RECORDS FOR THE EXERCISE:
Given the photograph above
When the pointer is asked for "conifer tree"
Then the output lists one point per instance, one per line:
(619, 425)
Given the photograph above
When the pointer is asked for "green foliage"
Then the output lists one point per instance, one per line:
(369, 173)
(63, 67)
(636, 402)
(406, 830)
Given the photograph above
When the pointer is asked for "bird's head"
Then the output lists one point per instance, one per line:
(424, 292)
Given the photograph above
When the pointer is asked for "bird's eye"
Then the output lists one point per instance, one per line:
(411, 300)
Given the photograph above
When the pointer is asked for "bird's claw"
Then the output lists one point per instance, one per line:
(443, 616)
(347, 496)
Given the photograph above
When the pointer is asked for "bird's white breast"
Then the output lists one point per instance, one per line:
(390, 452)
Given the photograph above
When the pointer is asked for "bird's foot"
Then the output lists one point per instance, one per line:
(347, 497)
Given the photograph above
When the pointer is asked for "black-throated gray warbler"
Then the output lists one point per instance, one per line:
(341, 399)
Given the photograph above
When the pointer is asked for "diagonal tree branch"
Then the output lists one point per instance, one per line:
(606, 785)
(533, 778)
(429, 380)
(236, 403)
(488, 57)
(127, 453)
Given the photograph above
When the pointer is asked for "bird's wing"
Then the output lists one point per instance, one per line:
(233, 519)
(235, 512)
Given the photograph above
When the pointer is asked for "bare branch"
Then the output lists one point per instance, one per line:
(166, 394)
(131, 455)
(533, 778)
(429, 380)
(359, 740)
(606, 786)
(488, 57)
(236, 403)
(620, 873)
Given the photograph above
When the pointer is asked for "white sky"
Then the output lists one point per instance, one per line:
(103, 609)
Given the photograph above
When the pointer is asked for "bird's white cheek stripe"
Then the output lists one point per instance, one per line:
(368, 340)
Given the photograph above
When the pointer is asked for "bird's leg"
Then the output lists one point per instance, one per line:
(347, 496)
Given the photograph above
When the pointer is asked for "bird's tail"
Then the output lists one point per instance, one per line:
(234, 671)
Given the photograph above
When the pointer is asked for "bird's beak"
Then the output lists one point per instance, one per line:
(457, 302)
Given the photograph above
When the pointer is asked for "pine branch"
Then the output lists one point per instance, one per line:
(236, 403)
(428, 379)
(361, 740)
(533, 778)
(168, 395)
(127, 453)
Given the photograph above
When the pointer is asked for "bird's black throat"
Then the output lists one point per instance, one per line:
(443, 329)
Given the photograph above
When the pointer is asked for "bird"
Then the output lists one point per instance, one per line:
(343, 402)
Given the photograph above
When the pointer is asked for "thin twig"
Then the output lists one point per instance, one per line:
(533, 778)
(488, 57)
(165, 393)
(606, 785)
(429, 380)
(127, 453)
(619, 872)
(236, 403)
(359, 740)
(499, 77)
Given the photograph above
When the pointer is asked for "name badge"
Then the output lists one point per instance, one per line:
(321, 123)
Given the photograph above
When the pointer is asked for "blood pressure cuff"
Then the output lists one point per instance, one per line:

GIVEN PROBLEM:
Count the lines in the items above that contain the string "white", with case counting, and reply with the number alone.

REPLY:
3